Locate each line in the listing below that contains the word "scooter", and copy every such line in full.

— Start of Stored records —

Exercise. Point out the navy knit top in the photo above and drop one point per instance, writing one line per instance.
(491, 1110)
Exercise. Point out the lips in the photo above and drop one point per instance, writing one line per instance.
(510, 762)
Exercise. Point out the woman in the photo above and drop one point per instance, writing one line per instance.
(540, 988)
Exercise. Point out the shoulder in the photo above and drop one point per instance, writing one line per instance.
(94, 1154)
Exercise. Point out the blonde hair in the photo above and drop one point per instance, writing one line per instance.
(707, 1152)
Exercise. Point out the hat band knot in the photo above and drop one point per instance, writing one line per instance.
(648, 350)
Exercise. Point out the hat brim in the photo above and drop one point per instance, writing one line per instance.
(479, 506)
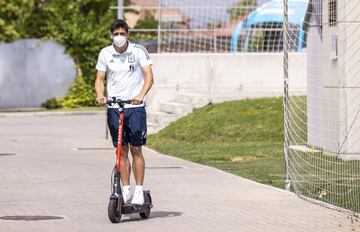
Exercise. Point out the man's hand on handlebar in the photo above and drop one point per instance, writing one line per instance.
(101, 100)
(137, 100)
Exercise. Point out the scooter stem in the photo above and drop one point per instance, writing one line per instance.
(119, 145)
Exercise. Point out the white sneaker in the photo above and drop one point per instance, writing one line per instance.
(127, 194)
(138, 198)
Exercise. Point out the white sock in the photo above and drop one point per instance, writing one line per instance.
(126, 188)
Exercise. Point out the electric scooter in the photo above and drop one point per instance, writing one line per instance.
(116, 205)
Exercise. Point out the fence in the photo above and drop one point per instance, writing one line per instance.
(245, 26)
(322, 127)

— End of Stored records —
— Start of Stored records —

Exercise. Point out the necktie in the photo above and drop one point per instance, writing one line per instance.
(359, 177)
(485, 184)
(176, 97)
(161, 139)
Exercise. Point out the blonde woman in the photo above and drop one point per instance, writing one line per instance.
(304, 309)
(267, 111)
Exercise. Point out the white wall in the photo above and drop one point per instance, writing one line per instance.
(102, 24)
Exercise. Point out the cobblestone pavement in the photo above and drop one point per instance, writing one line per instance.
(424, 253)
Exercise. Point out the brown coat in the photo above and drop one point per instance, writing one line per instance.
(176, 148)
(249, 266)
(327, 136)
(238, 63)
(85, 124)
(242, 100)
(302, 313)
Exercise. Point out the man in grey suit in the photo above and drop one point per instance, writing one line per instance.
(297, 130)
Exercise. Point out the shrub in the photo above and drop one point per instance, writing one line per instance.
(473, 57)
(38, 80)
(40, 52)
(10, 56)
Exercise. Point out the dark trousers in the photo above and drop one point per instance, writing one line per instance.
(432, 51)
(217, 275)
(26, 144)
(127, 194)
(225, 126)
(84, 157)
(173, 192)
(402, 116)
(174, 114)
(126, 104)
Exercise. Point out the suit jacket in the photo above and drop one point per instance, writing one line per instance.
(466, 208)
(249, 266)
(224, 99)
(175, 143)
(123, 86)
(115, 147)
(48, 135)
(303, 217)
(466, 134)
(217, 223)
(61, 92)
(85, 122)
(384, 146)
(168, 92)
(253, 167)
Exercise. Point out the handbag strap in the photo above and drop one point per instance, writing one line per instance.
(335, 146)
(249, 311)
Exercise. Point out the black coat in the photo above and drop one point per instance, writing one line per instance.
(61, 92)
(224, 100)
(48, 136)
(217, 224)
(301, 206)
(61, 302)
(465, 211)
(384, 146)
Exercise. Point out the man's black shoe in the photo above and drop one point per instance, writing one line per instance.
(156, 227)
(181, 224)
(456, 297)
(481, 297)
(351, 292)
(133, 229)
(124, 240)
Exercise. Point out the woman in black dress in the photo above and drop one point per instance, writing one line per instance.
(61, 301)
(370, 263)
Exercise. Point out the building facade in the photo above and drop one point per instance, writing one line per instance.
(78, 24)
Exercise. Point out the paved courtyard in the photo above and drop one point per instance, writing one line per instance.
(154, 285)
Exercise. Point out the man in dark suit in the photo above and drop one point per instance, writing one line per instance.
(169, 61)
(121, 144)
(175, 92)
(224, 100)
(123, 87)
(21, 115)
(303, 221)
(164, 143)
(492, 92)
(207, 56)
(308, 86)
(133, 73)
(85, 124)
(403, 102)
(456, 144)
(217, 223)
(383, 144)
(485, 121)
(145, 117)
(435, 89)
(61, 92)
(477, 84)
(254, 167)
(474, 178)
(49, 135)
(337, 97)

— End of Stored records —

--- Answer ---
Exercise. Point out the scooter stem in the photo above and drop one point per instance, writing one line per instance.
Exercise. Point out the electric scooter in the photo above and drop one point per instance, writing one line per instance.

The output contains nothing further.